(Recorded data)
*** Begin section ***

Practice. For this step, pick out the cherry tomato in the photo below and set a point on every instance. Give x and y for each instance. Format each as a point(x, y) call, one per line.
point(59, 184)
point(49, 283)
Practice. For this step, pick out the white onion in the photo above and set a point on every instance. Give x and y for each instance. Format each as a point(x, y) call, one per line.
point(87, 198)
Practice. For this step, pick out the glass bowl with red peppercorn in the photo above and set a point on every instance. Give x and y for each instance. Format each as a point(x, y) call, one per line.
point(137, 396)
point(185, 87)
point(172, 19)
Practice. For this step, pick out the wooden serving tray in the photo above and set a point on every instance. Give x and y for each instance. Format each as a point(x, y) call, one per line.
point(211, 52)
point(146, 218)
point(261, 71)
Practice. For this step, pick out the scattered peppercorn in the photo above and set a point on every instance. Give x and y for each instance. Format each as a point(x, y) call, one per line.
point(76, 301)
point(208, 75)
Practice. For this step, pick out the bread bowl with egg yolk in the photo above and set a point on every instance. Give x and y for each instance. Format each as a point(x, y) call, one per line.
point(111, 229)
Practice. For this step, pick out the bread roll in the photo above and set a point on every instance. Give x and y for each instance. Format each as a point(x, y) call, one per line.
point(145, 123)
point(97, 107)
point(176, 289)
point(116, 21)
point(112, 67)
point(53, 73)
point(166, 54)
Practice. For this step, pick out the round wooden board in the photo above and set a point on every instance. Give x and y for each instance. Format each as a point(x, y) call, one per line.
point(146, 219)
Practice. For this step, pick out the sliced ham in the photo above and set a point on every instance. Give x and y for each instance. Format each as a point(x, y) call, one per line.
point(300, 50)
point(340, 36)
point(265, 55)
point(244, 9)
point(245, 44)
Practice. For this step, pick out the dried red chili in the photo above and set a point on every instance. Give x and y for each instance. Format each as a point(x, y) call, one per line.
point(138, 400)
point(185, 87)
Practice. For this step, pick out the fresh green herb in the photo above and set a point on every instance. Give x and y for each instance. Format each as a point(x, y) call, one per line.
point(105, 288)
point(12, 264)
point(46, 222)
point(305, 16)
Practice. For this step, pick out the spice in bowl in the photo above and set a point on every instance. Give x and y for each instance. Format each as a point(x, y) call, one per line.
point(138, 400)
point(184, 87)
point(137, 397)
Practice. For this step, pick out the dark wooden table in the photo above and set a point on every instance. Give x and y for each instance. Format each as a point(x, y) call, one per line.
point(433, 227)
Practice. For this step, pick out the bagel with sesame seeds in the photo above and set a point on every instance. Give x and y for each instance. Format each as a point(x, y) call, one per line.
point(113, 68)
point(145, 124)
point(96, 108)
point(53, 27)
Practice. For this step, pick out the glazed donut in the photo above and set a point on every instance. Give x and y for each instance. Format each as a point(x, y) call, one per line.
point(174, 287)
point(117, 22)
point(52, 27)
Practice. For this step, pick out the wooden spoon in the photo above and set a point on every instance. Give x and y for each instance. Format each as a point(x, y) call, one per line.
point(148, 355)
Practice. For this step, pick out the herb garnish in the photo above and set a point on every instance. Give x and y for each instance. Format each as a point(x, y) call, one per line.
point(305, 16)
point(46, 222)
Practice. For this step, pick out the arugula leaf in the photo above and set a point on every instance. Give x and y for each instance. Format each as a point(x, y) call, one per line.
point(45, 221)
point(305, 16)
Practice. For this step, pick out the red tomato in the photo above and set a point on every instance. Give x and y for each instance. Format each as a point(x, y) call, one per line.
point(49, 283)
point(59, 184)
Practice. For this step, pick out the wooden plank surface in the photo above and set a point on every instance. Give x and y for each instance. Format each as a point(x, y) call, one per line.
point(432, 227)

*** End section ***

What is needed:
Retype the data in full, and keep every line identical to the original.

Solution for this task:
Practice. For this step, pick out the cherry tomato in the photo below and set a point on every instance. Give x and y for each instance. Format each as a point(x, y) call, one per line.
point(59, 184)
point(49, 283)
Practice. For this step, pick out the white onion in the photo above and set a point on every instance. Give x and y for each instance. Format each as a point(x, y) call, one per line.
point(87, 198)
Practice. For this step, pick out the glass bowl with red peppercorn in the photo above and set a point on every instance. Give x and y for each instance. Format each as a point(x, y) call, one per line.
point(137, 396)
point(185, 87)
point(172, 19)
Practice. For this step, pick out the wooden serving tray in the photo above and set a point on every instance. Give x and y for each instance. Format each as a point(x, y) call, one per line.
point(211, 52)
point(146, 218)
point(261, 71)
Practice. For this step, pick out the scattered peppercorn in the photo above and set a point on every instance. Give x and y for each instance. Format each as a point(x, y) call, one per line.
point(76, 301)
point(208, 75)
Practice. For this step, pick out the bread bowl with egg yolk in the photo above and set a point on every instance. Give x and y for each instance. Format each as a point(x, y) call, one per line.
point(111, 229)
Practice. For this step, pick out the bread roll in the photo above and set a point on every instance. Give x and y for each instance. Format each as a point(x, y) call, one per line.
point(145, 123)
point(97, 107)
point(176, 289)
point(116, 21)
point(112, 67)
point(53, 73)
point(166, 54)
Practice. For this step, pick out the round wooden board in the photo above and set a point on every instance. Give x and y for each instance. Format each as a point(x, y) call, one per line.
point(146, 219)
Practice. For this step, pick out the sliced ham in the photo above and set a point on every instance. Give x and y for each instance. Format each as a point(x, y) call, one per line.
point(300, 50)
point(340, 36)
point(265, 55)
point(244, 9)
point(245, 44)
Practice. For this step, pick out the dried red chili in the photo above and set a point on every instance. Give x and y for each instance. Format each as a point(x, y) call, one per line.
point(138, 400)
point(185, 87)
Practice. For this step, pick out the fresh green herb in the photo above and set a point on every instance. Give x and y for each instance. Format each as a point(x, y) call, one per line.
point(105, 288)
point(12, 264)
point(46, 222)
point(305, 16)
Practice. For this step, pick out the spice in bowl in the photo above and set a point on every instance. Give x and y for each instance. Format each as a point(x, y) call, one per line.
point(138, 400)
point(184, 87)
point(137, 397)
Practice. For this step, pick out the dark wooden table in the photo above and set a point on every instance. Give x and y for each instance. Format each as a point(x, y) call, one per line.
point(433, 227)
Practice. For this step, pick out the bagel with sesame seeds in the photo above and set a point on every instance. Give x and y for each instance. Format each as a point(x, y) call, one per line.
point(113, 68)
point(145, 124)
point(96, 108)
point(53, 27)
Practice. For this step, pick out the glazed donut in the photo above and set a point on every instance. Give x and y for each instance. Format each as a point(x, y) call, one per line.
point(174, 287)
point(117, 22)
point(52, 27)
Practice. For this step, pick out the wooden spoon in the photo above and set a point on every instance. Give x and y for each instance. Format each as a point(x, y) call, one per line.
point(148, 355)
Practice. For this step, pick out the herb garnish in the photo above and set a point on every instance. Give x and y for each instance. Format each as a point(x, y) call, one per line.
point(305, 16)
point(46, 222)
Practice. For this step, pick out the arugula leaf in the photo above and set a point on every instance. Give x and y for each instance. Format each as a point(x, y) call, one per line.
point(45, 221)
point(305, 16)
Practice. For this step, pick out the red tomato in the photo above and set a point on every instance. Give x and y for each instance. Format each as a point(x, y) call, one per line.
point(49, 283)
point(59, 184)
Practice. For this step, pick out the wooden plank surface in the photo above and set a point on every instance. Give x and y for each instance. Format each as a point(x, y) call, one per line.
point(432, 227)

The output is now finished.